→ **EXERCISE REQUIREMENTS**:
1. Repeat the ESUS accreditation text starting at "The ESS families" and ending at "- Foundations.", switching "Foundations" to "Charitable trusts".
2. Pick up the ESUS accreditation text after its last sentence and carry it on.

→ **SELECTION**:
####################

Quick answer. France's ESUS accreditation (entreprise solidaire d'utilité sociale — social-utility solidarity enterprise) recognizes organizations that pursue social utility as their main objective. It opens access to an enhanced 25% IR-PME tax reduction for investors (subject to conditions and State-aid validation), to solidarity financing (so-called 90-10 employee-savings funds) and to reserved public schemes. The accreditation lasts 2 years for a first application by a company under 3 years old, and 5 years otherwise. The application goes to the prefect of the department and is processed by the DREETS, the regional labour and economy authority.
2026 context: a reform under way#
ESUS accreditation, created by law no. 2014-856 of 31 July 2014 on the social and solidarity economy (ESS), rests on article L.3332-17-1 of the French Labour Code. More than ten years on, the scheme is entering a reform phase: the economic simplification law plans to abolish the "automatic" accreditation in favour of a simplified procedure from 1 January 2027, whose terms still have to be set by decree. For directors of associations, cooperatives, mutual societies or ESS commercial companies, the priority is to grasp the current conditions before this transition. It is also a building block of your ESG obligations approach.
What is ESUS accreditation?#
ESUS accreditation is a regulatory label, issued by the prefect of the department, recognizing an enterprise or organization as pursuing social or environmental utility as its main objective. It opens access to several financing mechanisms and tax incentives reserved for the ESS.
The ESS families concerned#
The following may be accredited:
- Associations (under the 1901 law).
- Mutual societies.
- Cooperatives (worker and multi-stakeholder cooperatives, agricultural cooperatives, etc.).
- Foundations.
- Commercial companies (SARL, SAS, SA) that apply ESS principles.
A structure can only be accredited if it belongs to one of these families and meets the cumulative conditions below.
Conditions for obtaining ESUS accreditation#
Article L.3332-17-1 of the Labour Code sets several cumulative conditions.
1. Pursuing social utility as the main objective#
The activity must target, for example: support for vulnerable people (hardship, disability, reintegration), territorial cohesion, civic education, sustainable development, international solidarity or maintaining social ties. This objective must be in the bylaws and reflected in ESG indicators tracked over time.
2. A significant impact on operating results#
The cost induced by the pursuit of social utility must weigh significantly on the company's operating results or profitability. The law sets no percentage: the impact must be real and documented, not a façade.
3. Capped remuneration#
This is a hallmark condition of the ESS. Article L.3332-17-1 sets two cumulative caps:
- the average of the sums paid to the five highest-paid employees or directors must not exceed 7 times the annual minimum wage (SMIC);
- the remuneration of the single highest-paid employee or director must not exceed 10 times the annual SMIC.
On the basis of an annual gross SMIC of around €22,400 in 2026, these caps correspond to roughly €157,000 (average of the five highest-paid) and €224,000 (the highest remuneration).
4. Shares not listed on a market#
The company must not have securities admitted to trading on a regulated financial market. SARLs, SAS, cooperatives and associations remain eligible; listed companies are excluded.
5. Statutory inscription#
The social-utility objective must appear explicitly in the bylaws: a mere statement of intent is not enough.

####################

→ **LISTED RECORDS**:
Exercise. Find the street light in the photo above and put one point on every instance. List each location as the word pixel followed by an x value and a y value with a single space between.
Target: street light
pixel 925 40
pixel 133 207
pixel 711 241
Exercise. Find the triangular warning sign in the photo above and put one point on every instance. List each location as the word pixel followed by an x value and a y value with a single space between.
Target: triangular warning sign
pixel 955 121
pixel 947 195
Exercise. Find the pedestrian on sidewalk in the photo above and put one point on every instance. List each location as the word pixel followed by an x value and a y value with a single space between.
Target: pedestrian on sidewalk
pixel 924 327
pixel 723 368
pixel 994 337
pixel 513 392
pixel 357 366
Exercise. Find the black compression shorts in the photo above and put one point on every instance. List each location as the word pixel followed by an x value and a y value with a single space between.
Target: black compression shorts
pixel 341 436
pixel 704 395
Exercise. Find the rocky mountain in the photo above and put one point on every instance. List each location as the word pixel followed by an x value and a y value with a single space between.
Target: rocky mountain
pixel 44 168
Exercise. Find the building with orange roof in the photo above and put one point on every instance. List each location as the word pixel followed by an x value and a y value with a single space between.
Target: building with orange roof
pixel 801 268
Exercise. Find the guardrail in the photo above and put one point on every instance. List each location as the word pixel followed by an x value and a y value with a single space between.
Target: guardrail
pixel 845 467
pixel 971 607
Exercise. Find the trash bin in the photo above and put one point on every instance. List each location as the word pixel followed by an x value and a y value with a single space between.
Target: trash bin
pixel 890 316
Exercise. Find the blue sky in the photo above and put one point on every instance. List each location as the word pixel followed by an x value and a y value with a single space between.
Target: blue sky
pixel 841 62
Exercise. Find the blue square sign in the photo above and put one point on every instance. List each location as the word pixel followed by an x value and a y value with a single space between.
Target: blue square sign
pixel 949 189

####################

→ **EXPECTED ANSWERS**:
1.
The ESS families concerned#
The following may be accredited:
- Associations (under the 1901 law).
- Mutual societies.
- Cooperatives (worker and multi-stakeholder cooperatives, agricultural cooperatives, etc.).
- Charitable trusts.

2.
Summary table of conditions#
| Condition | Requirement |
|---|---|
| ESS family | Association, mutual, cooperative, foundation, ESS commercial company |
| Social utility | Main objective, written into the bylaws |
| Economic impact | Significant burden on operating results (real, documented) |
| Remuneration | Average of top 5 ≤ 7 annual SMIC; highest paid ≤ 10 annual SMIC |
| Securities | Not admitted to a regulated market |
The accreditation reform from 2027#
Today, certain structures (insertion enterprises, intermediate associations, neighbourhood agencies, etc.) hold "automatic" accreditation. The economic simplification law plans to abolish this mechanism: from 1 January 2027, it would be replaced by a simplified procedure, in which certain ESS enterprises would be presumed to meet part of the conditions, according to categories to be set by decree. The precise terms are still to be published; the structures concerned will, in due course, have to file an application rather than benefit from automatic accreditation. It is therefore wise to prepare your file early.
The application procedure#
The application goes to the prefect of the department of the registered office and is processed by the DREETS (regional directorate for the economy, employment, labour and solidarity).
- Check eligibility: membership of an ESS family, sufficient operating history after incorporation.
- Gather documents: up-to-date bylaws, accounts for recent years (or a budget forecast for a young structure), registration extract, standard forms by category.
- File the application with the DREETS (model files are provided by the State, including the Treasury Directorate).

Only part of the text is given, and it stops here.